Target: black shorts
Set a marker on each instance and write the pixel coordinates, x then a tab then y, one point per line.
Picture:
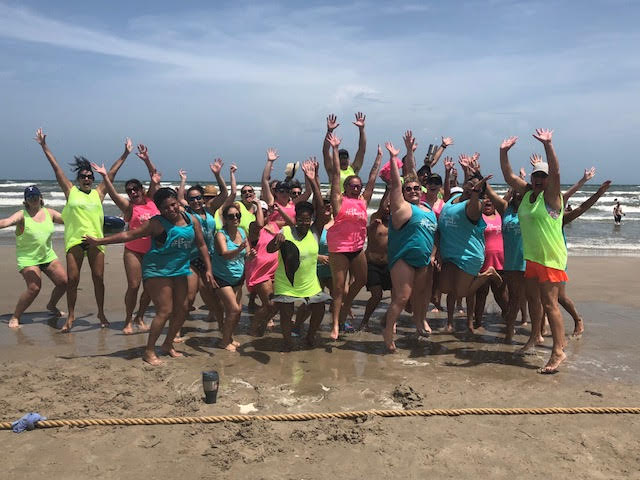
378	275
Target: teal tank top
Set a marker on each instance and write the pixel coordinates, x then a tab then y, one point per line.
231	270
512	240
461	241
171	258
413	242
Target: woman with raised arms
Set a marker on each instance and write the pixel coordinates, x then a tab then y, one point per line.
165	267
83	215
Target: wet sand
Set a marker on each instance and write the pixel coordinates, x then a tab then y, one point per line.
94	373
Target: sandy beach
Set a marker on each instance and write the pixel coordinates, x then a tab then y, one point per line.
96	373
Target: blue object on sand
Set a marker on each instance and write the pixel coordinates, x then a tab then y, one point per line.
27	422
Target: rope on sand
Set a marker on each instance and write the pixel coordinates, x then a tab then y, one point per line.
297	417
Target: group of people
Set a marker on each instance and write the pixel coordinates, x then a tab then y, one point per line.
429	236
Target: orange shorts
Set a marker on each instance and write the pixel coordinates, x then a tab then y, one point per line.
544	274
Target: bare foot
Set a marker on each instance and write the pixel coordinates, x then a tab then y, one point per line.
104	323
152	359
553	364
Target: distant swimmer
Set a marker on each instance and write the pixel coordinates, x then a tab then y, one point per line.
617	212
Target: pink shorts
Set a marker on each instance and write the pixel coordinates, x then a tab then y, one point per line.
544	274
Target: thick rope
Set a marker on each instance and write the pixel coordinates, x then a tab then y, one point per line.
297	417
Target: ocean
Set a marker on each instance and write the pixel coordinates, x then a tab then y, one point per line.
594	233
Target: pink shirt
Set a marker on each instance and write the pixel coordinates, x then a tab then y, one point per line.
139	215
493	246
349	230
263	265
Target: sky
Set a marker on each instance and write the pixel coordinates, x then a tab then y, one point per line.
199	80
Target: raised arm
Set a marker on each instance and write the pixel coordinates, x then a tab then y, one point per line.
128	147
334	176
552	190
362	142
267	196
586	205
332	124
181	188
121	202
63	181
511	178
400	209
589	173
371	181
446	142
223	193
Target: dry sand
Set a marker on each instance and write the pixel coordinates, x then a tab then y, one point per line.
94	373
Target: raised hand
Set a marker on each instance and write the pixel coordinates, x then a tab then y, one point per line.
589	173
99	169
216	166
332	123
544	135
309	168
409	141
272	155
333	140
40	137
393	151
142	153
448	164
535	159
507	143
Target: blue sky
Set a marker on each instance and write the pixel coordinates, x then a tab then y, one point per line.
197	80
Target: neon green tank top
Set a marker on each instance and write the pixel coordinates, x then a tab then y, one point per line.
33	245
82	215
346	173
542	240
305	281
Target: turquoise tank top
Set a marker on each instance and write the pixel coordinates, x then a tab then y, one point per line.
324	271
512	240
171	258
461	241
413	242
231	270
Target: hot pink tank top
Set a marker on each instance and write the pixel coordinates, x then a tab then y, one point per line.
289	209
349	230
139	215
493	246
263	265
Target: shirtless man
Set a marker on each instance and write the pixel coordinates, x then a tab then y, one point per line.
378	276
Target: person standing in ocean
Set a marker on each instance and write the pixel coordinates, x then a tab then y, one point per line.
83	215
541	211
34	253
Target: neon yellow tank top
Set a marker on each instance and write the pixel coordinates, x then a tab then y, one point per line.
542	240
346	173
82	215
305	280
33	245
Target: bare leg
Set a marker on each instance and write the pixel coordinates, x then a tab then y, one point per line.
96	262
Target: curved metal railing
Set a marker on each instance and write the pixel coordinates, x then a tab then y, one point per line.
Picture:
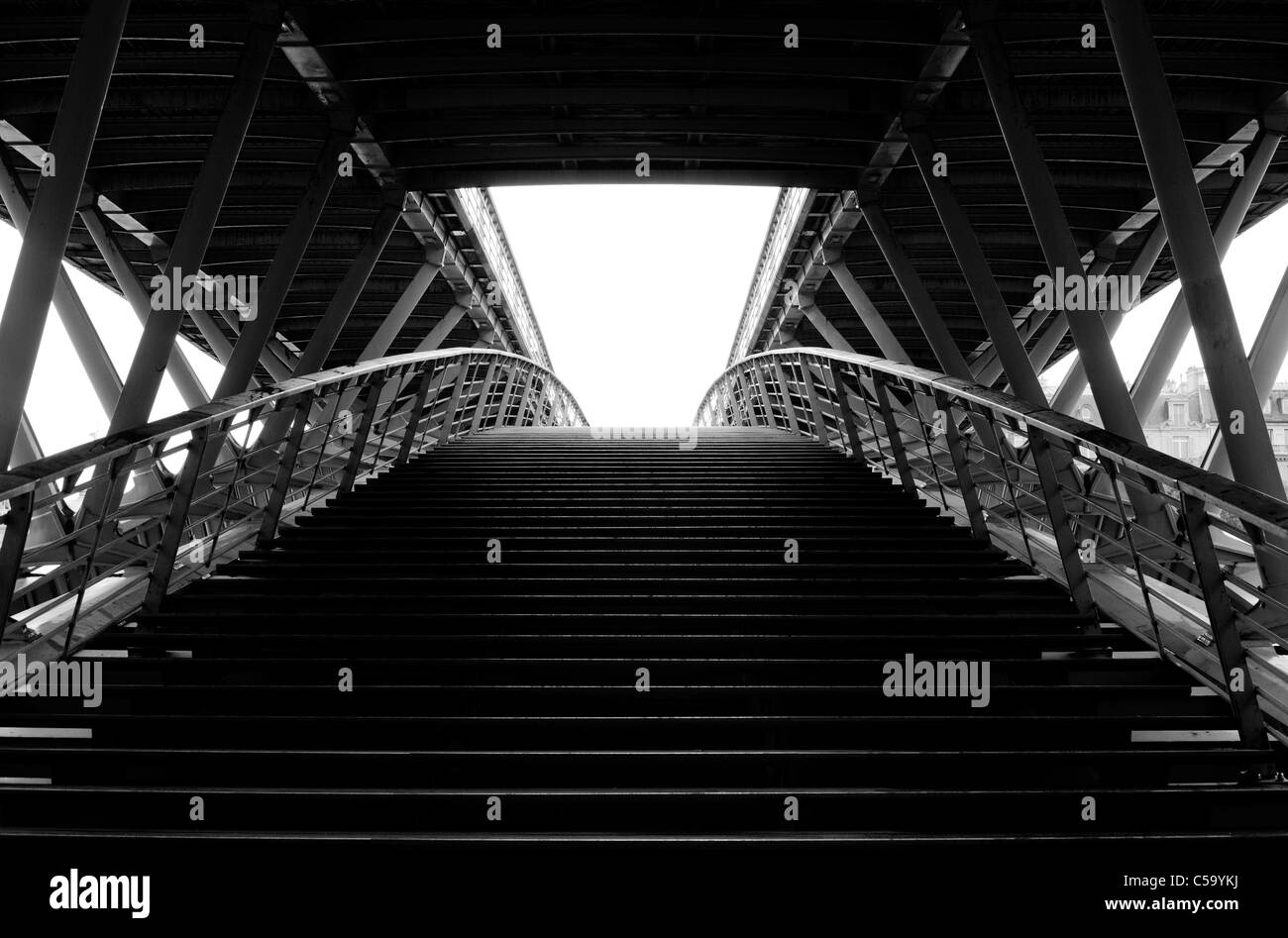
90	535
1198	580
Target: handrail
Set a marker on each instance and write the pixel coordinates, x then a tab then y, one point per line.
219	473
1055	492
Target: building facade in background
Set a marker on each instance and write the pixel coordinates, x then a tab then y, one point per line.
1184	422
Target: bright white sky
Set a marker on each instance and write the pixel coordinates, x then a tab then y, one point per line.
638	320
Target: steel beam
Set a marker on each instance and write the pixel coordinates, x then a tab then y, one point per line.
402	309
970	258
868	313
1196	253
338	311
1265	360
179	368
84	337
52	211
1176	328
205	200
913	290
1069	392
1052	228
295	241
824	329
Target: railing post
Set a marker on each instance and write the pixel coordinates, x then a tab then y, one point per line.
17	523
511	379
370	403
481	407
894	436
445	432
748	406
416	415
175	521
965	482
284	471
1074	573
781	376
1225	633
842	410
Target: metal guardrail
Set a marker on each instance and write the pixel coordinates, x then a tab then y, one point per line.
1042	484
166	492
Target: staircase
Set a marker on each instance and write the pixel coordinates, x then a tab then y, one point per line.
493	604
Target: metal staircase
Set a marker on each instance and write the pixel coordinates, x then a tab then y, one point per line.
493	604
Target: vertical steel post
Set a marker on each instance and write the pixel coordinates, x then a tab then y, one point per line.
965	482
205	200
894	436
1074	573
370	405
17	523
175	521
1225	633
290	252
284	470
52	211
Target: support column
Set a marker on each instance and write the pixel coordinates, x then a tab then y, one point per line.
1265	360
179	368
941	343
1057	243
53	208
1194	252
205	200
445	326
1252	459
1176	328
868	313
402	309
974	265
290	252
351	287
80	329
1069	392
1044	347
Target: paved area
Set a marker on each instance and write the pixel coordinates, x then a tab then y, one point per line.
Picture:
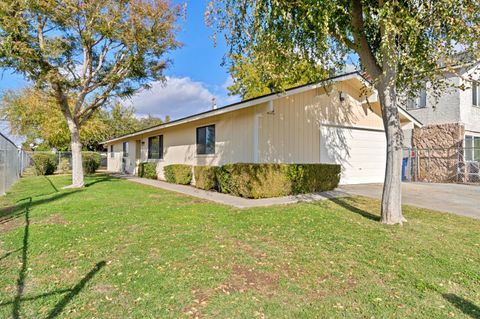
453	198
230	200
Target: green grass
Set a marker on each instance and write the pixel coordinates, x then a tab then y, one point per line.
120	250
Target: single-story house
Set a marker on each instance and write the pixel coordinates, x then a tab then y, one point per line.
333	121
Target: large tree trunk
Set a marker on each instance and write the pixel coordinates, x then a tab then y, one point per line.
392	188
76	145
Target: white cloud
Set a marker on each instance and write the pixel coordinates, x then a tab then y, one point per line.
178	97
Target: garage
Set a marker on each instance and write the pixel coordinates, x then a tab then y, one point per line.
360	151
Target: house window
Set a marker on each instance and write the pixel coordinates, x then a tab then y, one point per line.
418	102
206	140
472	148
155	147
475	94
125	149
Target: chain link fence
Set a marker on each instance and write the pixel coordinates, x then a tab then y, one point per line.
13	162
64	160
442	165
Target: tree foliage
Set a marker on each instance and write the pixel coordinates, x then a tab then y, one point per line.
33	115
401	45
252	76
92	50
421	40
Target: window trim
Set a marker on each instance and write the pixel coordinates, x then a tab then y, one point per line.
160	147
471	150
198	149
475	94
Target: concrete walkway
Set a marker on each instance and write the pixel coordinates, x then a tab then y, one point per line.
452	198
230	200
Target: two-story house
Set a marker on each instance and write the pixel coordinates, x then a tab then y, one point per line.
450	134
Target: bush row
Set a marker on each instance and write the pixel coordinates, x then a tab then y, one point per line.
47	163
254	180
273	180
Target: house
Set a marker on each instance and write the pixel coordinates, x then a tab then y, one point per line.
327	122
447	147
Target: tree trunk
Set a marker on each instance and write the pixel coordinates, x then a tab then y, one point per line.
392	188
76	146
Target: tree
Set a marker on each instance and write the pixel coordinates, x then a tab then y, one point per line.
93	50
400	44
253	76
34	115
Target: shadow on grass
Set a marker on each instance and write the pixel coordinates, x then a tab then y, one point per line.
12	212
23	269
345	203
51	184
101	179
464	305
70	293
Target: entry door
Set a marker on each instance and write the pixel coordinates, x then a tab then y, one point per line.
138	154
360	152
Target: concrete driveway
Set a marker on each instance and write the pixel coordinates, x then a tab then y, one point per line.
453	198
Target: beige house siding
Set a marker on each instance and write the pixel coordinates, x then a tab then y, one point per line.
290	134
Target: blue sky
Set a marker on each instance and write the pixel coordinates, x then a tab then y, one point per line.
194	78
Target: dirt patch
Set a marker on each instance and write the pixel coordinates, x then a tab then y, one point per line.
11	222
241	279
103	289
55	219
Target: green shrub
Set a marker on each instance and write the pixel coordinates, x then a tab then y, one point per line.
64	165
311	178
91	162
205	177
44	163
147	170
272	180
254	180
178	174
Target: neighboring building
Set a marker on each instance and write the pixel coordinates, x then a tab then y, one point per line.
327	122
448	146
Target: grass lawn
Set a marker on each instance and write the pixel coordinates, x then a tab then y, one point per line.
121	250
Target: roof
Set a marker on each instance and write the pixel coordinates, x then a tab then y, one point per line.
252	102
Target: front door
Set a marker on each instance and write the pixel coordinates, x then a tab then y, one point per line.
138	154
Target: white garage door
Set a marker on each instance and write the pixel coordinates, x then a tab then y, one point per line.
360	152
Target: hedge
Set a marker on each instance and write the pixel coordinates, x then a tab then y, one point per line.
273	180
44	163
178	174
147	170
205	177
91	162
311	178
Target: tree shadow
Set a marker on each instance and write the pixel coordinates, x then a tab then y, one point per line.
23	269
101	179
10	213
345	204
19	299
464	305
51	184
58	308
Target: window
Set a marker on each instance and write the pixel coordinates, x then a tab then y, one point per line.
472	148
125	149
418	102
475	94
206	140
155	147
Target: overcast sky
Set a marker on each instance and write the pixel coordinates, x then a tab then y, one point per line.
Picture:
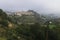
45	6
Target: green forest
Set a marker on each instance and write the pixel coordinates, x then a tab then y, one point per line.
29	27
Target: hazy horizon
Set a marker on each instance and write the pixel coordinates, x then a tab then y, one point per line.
43	6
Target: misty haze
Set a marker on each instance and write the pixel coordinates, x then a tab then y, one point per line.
29	19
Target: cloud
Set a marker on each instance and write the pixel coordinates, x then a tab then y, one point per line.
46	6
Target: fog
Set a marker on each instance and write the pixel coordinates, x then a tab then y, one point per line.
41	6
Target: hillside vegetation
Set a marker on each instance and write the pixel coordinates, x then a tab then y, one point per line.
29	27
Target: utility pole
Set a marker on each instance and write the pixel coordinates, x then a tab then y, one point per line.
47	29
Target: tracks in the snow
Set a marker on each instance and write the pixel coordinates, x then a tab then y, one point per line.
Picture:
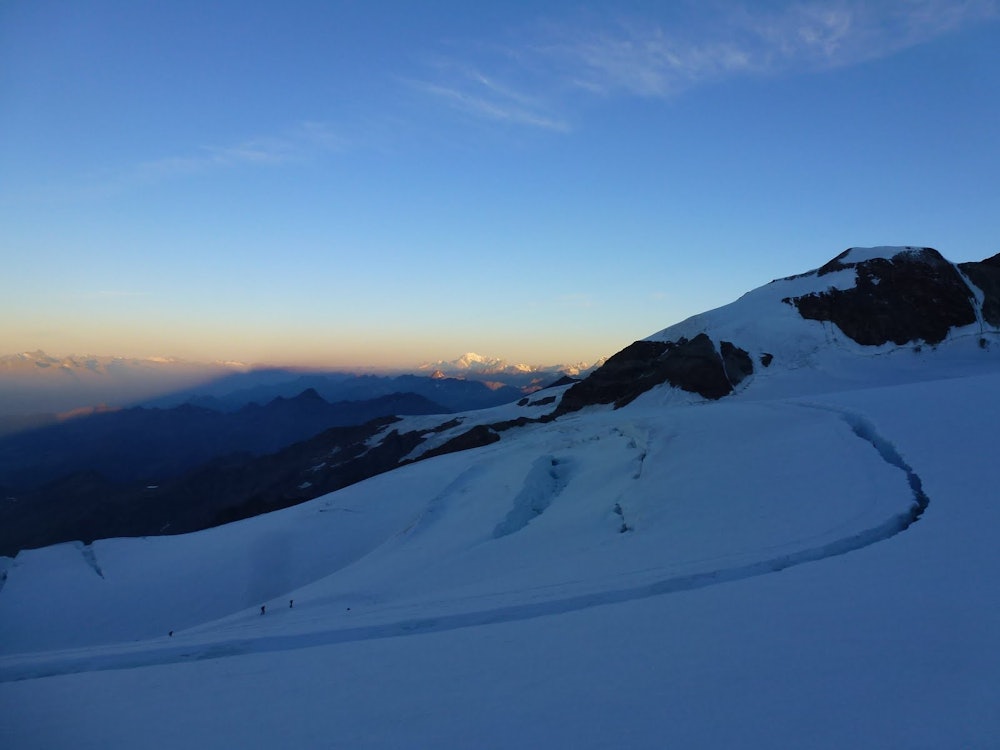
29	666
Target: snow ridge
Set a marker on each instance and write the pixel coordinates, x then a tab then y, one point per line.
31	666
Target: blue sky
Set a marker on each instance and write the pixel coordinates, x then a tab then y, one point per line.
387	183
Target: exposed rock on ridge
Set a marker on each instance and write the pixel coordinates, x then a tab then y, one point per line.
916	295
693	366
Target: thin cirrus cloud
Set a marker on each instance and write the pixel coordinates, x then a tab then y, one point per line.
307	140
467	90
637	57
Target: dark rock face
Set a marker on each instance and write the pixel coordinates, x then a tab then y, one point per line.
693	366
915	296
986	276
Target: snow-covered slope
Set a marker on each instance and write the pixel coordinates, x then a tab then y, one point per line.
805	563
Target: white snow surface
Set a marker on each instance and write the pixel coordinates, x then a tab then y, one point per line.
744	573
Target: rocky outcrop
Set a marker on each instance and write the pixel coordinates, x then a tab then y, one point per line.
915	296
693	365
986	276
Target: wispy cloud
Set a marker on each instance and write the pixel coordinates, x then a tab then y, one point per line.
657	59
708	42
304	141
470	91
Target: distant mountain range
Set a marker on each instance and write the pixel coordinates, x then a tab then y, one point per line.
210	459
35	387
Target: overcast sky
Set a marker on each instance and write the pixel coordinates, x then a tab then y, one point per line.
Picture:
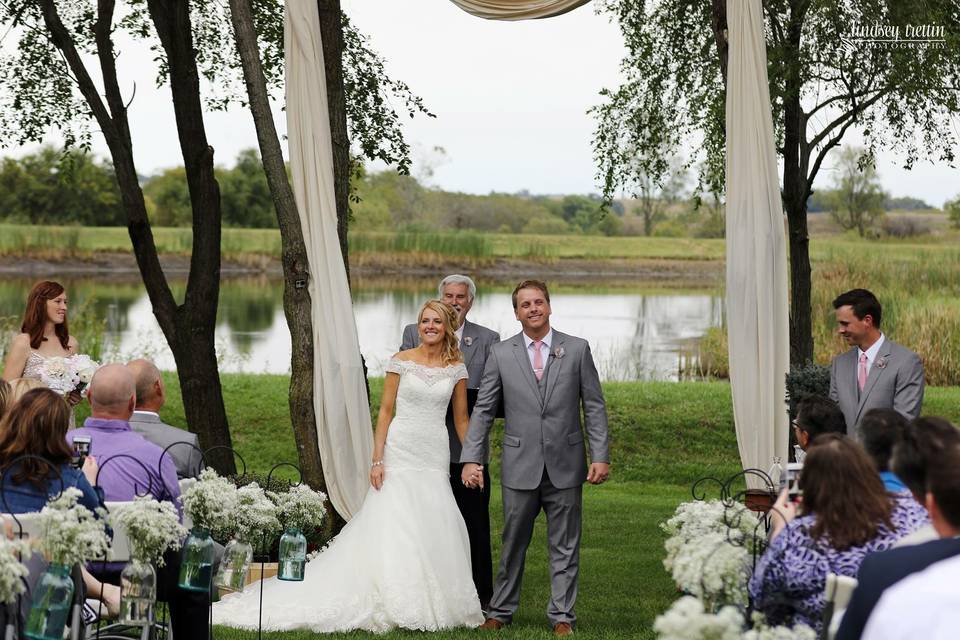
510	99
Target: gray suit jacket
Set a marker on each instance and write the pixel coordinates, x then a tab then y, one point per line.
475	346
186	458
895	381
542	428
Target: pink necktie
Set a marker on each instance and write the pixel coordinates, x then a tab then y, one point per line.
537	359
862	372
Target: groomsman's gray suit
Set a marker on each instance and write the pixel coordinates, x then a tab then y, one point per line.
474	506
186	457
544	462
895	381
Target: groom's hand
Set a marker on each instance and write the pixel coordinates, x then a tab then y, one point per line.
598	472
472	475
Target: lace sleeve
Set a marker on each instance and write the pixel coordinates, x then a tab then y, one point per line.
395	365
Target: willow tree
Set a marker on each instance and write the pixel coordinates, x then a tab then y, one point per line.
824	83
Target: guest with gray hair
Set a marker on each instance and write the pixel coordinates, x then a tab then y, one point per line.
459	291
181	445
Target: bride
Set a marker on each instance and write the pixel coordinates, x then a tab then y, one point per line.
404	558
45	335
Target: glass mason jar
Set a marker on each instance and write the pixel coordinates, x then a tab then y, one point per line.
196	561
50	608
138	592
232	573
293	555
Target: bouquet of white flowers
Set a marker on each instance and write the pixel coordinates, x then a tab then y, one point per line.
256	514
72	373
212	503
71	533
12	570
300	508
151	526
708	551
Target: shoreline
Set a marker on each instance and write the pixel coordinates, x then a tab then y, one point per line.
122	266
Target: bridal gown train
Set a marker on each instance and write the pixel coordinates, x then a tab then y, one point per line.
403	560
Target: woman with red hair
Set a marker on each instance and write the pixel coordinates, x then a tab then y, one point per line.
44	334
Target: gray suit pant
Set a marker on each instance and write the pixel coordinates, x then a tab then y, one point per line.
563	509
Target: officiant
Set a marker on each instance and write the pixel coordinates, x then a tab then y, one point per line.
459	292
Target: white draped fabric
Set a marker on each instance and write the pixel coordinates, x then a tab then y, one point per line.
339	391
517	9
757	322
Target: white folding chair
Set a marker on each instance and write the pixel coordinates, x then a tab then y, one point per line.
837	594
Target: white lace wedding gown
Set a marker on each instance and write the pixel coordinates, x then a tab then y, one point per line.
404	558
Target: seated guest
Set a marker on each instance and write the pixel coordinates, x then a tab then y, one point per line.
936	443
151	396
816	415
36	426
130	465
880	430
844	514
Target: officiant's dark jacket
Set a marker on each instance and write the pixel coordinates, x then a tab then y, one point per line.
475	346
881	570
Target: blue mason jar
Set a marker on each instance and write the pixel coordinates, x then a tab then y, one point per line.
293	555
196	561
50	608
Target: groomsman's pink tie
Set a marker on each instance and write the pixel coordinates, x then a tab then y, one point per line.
537	359
862	372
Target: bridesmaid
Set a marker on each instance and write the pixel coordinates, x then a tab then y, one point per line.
45	334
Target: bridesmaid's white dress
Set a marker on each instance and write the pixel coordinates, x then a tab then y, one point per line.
404	558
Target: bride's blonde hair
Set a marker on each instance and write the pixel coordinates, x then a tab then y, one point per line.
450	352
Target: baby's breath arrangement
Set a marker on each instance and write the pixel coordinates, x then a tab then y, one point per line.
153	527
71	533
12	570
212	503
256	514
301	507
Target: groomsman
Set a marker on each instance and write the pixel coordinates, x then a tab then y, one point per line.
459	292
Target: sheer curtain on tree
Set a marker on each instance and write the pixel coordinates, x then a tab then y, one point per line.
757	324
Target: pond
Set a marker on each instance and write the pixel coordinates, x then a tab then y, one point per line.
636	332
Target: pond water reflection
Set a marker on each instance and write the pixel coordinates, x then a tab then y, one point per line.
635	332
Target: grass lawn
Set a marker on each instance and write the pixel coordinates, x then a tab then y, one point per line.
664	436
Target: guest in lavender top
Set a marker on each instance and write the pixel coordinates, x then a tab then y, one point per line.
129	464
846	514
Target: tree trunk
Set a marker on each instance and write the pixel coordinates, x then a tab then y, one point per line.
795	200
331	31
296	296
193	346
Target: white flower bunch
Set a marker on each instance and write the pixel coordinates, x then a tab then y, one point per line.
761	631
58	375
212	502
256	514
686	619
152	527
12	570
708	551
71	533
301	507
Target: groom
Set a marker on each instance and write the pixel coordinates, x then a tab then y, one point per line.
544	377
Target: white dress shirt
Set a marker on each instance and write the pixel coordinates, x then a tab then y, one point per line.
544	348
871	352
924	605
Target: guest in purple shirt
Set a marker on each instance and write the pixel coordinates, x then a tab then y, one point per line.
846	514
129	464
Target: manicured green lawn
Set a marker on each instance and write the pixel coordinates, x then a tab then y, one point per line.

○ ○ ○ ○ ○

WHAT THIS TASK INVOLVES:
Everything from the line containing "Target: guest in lavender top" through the last line of the records must be given again exactly; leave out all other lines.

REPLY TO THE EXERCISE:
Target: guest in lavender top
Set a marker on each instance and write the pixel coordinates, x then a tab then y, one point per line.
129	464
846	514
Target: tree trunk
Set a marker on each instance and write the pixel coordinates, x then a tab then y, one point per line.
795	200
331	31
296	296
193	346
Target: white flower bunch
Set a marker on each instance and write the pixel coordinates, x then a tab then y, one point per line.
761	631
58	375
212	502
256	514
686	619
152	527
12	570
708	551
71	533
301	507
Target: groom
Set a marker on each instance and write the pixel coordinates, x then a tab then y, one point per line.
544	377
Target: white dress shirt
Set a marker on each instance and write the pixel coordinates, x then a tab then y, one point per line.
544	348
871	352
924	605
Target: guest in purple shirt
Set a marker on each instance and write the pixel coordinates, x then a tab then y, one point per line.
846	514
129	464
Target: manicured green lawn
Set a marker on each instance and write the pixel coordinates, x then a tab then y, one point per line.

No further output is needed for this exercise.